__AIM OF THE EXERCISE__.
Leave out the pictures, and write out exactly the lines from the beginning of the material to the line holding "Target: cream colored building", that line included, and nothing else.

-- EXTRACTED RECORDS follows --

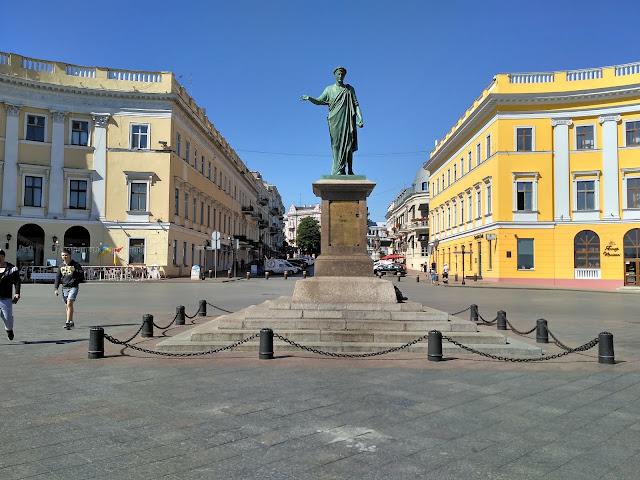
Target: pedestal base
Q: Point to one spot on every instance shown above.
(344, 290)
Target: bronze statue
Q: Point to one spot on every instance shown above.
(344, 116)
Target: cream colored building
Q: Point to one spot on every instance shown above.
(93, 157)
(408, 222)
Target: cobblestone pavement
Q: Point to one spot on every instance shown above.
(231, 416)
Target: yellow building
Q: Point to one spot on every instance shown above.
(93, 157)
(539, 181)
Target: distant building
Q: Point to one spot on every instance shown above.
(293, 218)
(408, 221)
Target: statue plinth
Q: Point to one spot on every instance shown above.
(343, 273)
(344, 226)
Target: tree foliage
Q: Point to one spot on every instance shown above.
(308, 236)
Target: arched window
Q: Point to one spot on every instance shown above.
(632, 244)
(586, 250)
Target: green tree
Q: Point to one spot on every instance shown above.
(308, 236)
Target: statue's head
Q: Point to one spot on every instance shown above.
(339, 71)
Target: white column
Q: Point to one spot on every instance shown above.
(561, 177)
(610, 203)
(99, 183)
(56, 175)
(10, 178)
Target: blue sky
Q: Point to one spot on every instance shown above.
(416, 66)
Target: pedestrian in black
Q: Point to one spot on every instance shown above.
(9, 281)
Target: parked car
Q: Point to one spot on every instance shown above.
(389, 269)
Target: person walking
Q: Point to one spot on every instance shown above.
(9, 281)
(70, 275)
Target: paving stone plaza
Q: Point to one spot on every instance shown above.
(230, 415)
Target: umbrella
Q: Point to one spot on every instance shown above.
(392, 257)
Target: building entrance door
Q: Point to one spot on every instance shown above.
(632, 273)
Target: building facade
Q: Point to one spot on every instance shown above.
(539, 181)
(294, 217)
(408, 221)
(94, 157)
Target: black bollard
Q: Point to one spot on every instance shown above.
(96, 342)
(473, 313)
(542, 333)
(180, 315)
(147, 325)
(434, 346)
(605, 348)
(502, 320)
(266, 344)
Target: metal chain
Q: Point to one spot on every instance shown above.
(558, 342)
(514, 330)
(349, 355)
(461, 311)
(164, 328)
(172, 354)
(221, 309)
(582, 348)
(192, 316)
(487, 322)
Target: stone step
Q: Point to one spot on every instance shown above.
(341, 324)
(513, 348)
(346, 336)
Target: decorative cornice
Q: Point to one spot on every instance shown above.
(58, 117)
(561, 121)
(100, 120)
(12, 110)
(609, 118)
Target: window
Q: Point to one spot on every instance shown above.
(139, 136)
(524, 139)
(78, 194)
(633, 133)
(524, 199)
(586, 250)
(32, 191)
(488, 152)
(138, 200)
(525, 253)
(79, 132)
(178, 146)
(175, 252)
(585, 190)
(584, 137)
(136, 250)
(633, 192)
(35, 128)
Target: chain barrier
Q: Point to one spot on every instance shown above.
(515, 330)
(461, 311)
(164, 328)
(173, 354)
(221, 309)
(349, 355)
(487, 321)
(192, 316)
(582, 348)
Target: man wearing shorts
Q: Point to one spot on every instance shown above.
(9, 279)
(70, 275)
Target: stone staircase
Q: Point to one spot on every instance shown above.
(343, 328)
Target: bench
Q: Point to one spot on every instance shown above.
(43, 276)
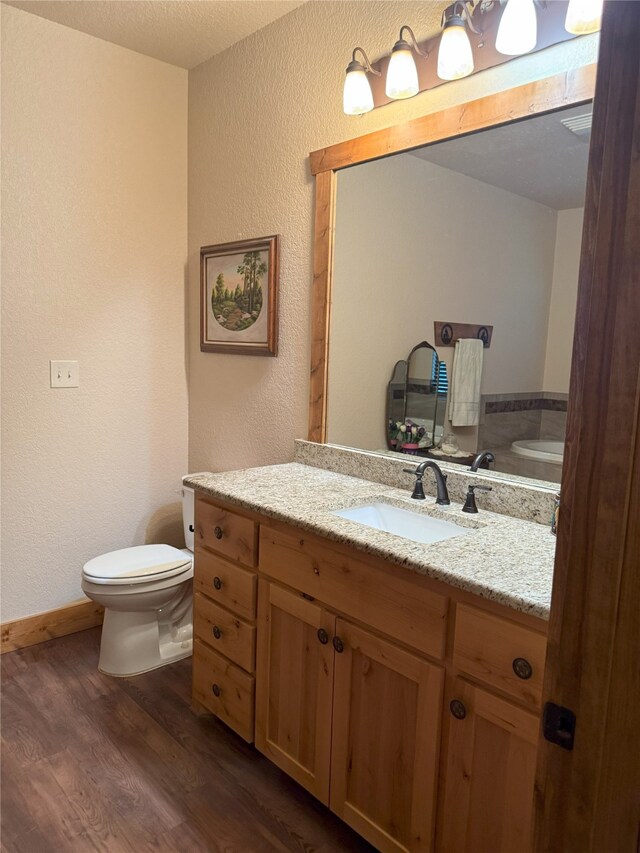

-- EXTRACTED RECORDS concluded --

__RESPONSE__.
Target: pedestal base
Q: Point to one spot on every instance shown above.
(344, 290)
Target: bronze statue
Q: Point to one spot on every instance shown above.
(344, 116)
Target: cream colored building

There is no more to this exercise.